Collected data
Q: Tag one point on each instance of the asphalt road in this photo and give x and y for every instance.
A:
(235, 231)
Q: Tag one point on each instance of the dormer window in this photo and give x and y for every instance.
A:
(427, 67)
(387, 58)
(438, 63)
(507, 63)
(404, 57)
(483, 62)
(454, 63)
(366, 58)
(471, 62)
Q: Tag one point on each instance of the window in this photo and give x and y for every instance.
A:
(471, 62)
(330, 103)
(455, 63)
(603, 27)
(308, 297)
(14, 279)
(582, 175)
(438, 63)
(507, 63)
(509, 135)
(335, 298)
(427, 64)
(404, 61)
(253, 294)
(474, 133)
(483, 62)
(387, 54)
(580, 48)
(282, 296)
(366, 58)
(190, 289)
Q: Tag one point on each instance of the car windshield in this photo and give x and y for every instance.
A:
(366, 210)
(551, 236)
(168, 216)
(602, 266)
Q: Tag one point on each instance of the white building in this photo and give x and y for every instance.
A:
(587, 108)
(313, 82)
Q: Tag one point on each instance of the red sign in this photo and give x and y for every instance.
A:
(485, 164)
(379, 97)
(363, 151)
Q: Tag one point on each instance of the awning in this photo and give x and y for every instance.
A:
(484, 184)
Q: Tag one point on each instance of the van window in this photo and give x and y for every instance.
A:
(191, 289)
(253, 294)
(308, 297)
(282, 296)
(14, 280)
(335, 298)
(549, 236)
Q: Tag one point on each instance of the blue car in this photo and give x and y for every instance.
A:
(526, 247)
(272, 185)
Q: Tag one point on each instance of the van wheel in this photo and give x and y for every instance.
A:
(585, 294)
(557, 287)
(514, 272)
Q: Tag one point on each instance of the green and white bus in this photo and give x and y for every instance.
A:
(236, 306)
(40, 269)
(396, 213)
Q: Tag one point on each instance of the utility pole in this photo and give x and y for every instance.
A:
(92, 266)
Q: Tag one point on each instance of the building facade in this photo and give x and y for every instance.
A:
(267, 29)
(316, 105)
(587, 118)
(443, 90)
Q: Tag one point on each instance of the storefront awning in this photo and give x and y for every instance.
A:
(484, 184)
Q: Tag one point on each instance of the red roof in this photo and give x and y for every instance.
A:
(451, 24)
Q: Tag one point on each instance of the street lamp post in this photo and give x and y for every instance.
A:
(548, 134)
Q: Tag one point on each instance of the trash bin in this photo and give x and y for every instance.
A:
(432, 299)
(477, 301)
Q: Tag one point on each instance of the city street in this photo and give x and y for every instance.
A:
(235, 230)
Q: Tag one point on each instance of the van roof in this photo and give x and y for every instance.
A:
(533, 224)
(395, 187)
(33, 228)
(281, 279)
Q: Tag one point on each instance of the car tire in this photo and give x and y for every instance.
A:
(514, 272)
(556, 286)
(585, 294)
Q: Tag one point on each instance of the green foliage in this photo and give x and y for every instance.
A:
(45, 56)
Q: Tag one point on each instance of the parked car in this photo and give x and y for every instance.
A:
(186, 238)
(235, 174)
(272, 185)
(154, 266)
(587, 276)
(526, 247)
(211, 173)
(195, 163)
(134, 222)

YOUR GOAL:
Where does the word "white" occur in the data? Copy every line that has it.

RESPONSE BOX:
Q: Tag one point on each instance of the white building in this photo and give x and y for every instance.
Q: Tag one point on each instance of the green and white bus in this photo and give x and y for every instance.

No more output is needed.